## STATED EXERCISE
Copy out verbatim the lines below, starting with the line that contains "Would you kindly indicate the tall" and continuing through the last line, both included.

(Point annotations for photos)
******

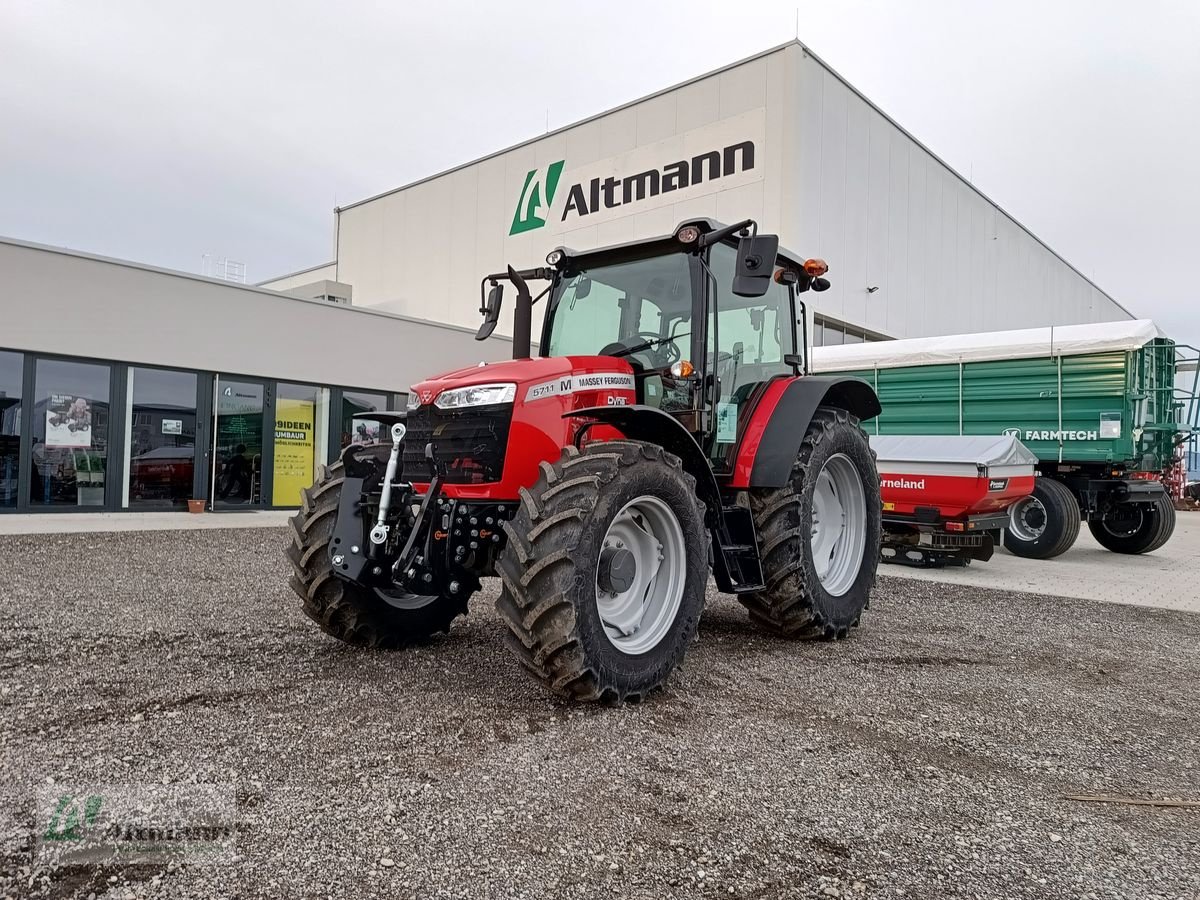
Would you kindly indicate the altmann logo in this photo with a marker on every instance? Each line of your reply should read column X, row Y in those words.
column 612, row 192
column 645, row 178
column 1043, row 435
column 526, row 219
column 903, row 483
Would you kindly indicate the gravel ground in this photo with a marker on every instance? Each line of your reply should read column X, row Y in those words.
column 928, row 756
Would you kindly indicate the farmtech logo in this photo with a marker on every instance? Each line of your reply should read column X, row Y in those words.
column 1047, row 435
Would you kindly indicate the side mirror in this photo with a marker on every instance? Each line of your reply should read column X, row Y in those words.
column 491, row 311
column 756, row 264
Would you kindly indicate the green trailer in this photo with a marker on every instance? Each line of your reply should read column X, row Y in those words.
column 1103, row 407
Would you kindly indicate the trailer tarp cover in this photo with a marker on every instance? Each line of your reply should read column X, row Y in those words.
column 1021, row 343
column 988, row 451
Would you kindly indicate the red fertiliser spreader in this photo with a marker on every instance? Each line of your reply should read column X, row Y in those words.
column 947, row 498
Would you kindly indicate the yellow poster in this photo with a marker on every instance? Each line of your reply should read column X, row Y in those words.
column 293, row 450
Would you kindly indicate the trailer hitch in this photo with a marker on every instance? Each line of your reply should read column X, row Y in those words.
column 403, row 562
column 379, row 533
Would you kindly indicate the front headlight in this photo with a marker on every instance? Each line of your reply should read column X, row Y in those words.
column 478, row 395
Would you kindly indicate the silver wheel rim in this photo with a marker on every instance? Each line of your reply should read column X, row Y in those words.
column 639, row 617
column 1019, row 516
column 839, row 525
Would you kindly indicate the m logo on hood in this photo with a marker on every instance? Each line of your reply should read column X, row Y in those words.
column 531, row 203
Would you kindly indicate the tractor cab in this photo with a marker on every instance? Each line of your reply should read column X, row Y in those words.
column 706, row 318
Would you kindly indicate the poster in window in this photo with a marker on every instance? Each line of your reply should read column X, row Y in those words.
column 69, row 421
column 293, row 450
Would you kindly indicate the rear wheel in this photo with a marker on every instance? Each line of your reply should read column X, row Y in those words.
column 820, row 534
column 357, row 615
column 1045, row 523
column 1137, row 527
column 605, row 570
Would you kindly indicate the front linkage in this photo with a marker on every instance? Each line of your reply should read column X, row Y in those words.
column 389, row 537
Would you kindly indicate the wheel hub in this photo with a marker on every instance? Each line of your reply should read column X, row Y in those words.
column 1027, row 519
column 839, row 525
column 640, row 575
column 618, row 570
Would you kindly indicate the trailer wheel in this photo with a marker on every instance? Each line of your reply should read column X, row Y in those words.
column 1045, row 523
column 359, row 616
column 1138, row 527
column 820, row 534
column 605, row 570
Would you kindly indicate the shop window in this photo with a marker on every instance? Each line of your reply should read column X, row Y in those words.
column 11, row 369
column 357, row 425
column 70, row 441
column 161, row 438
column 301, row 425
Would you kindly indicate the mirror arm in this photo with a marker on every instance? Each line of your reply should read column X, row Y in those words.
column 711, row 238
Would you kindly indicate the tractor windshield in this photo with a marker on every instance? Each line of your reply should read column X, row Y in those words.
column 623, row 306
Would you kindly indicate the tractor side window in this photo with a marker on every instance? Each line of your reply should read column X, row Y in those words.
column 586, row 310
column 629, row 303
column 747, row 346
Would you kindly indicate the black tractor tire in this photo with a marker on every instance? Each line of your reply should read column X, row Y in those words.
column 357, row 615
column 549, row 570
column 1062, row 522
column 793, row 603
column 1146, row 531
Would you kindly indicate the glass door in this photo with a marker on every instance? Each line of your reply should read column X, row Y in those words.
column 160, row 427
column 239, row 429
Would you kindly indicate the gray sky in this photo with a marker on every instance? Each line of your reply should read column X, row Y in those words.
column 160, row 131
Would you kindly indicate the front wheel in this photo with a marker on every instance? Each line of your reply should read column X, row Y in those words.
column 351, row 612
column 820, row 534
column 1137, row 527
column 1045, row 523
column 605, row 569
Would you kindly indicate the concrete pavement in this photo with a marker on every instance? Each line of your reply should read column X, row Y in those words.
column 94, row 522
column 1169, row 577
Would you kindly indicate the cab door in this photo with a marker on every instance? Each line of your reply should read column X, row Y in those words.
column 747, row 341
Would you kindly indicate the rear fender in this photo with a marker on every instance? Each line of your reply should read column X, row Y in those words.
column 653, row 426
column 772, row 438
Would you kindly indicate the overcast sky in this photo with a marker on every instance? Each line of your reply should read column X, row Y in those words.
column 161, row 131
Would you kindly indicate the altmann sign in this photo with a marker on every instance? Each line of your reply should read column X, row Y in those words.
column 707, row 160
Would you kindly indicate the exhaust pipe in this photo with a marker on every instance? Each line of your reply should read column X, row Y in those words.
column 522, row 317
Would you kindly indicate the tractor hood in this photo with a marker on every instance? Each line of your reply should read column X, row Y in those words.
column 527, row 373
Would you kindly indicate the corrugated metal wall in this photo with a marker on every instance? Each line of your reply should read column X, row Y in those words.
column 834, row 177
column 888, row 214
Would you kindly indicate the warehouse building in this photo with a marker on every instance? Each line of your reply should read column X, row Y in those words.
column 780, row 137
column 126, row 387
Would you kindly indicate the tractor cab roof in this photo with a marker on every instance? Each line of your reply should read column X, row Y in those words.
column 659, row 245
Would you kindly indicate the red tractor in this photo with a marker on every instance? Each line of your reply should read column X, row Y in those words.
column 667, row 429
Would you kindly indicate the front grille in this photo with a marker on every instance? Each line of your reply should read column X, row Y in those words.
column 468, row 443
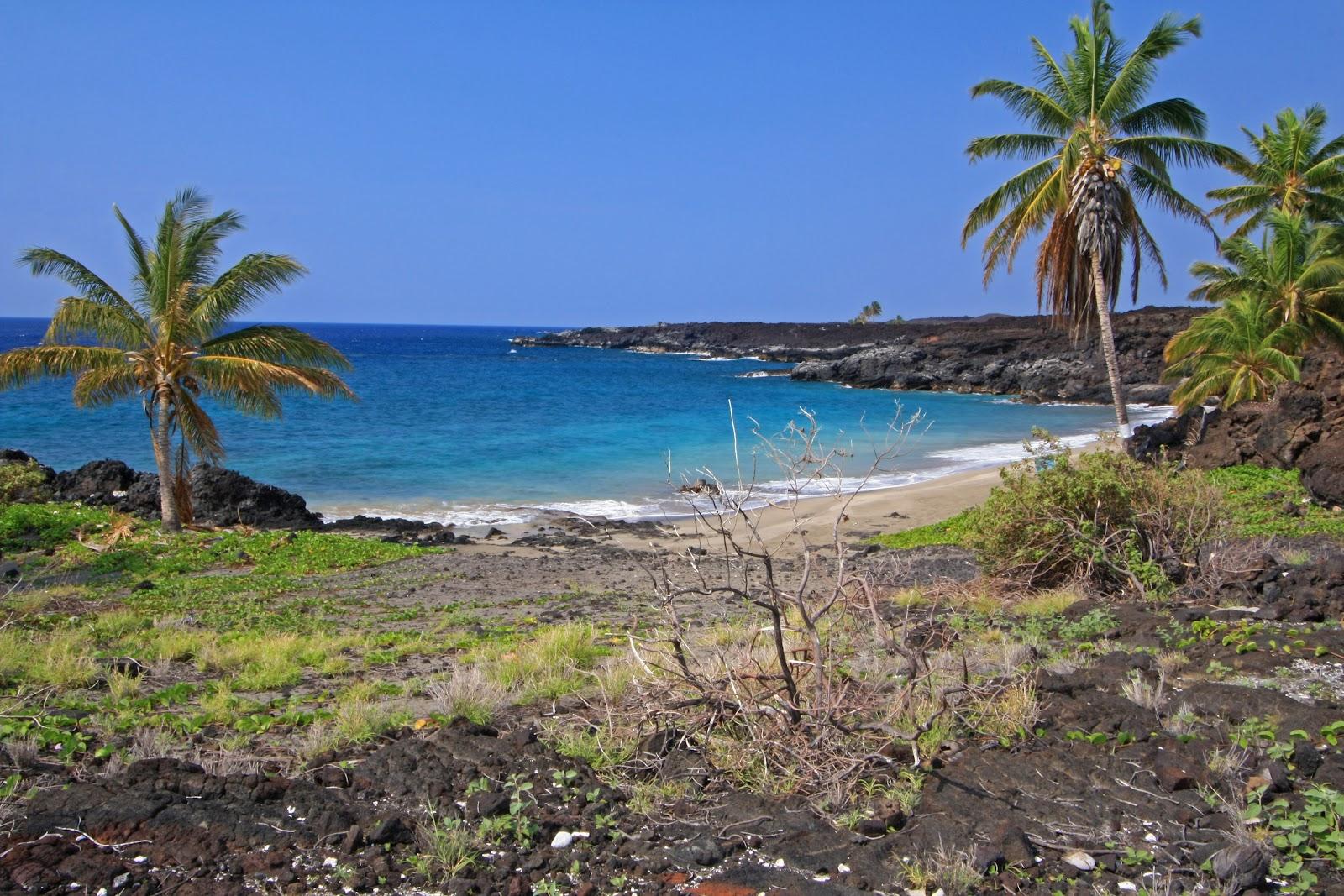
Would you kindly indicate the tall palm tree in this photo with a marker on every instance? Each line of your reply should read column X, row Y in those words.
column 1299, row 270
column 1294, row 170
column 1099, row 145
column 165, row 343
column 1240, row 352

******

## RESPONSE TO THIS TASK
Would you kindly indicate the tall palm tree in this photo with a marker on every instance? Each line of your reply should read column X, row Y in those words.
column 1299, row 270
column 1294, row 170
column 1099, row 145
column 165, row 343
column 1240, row 352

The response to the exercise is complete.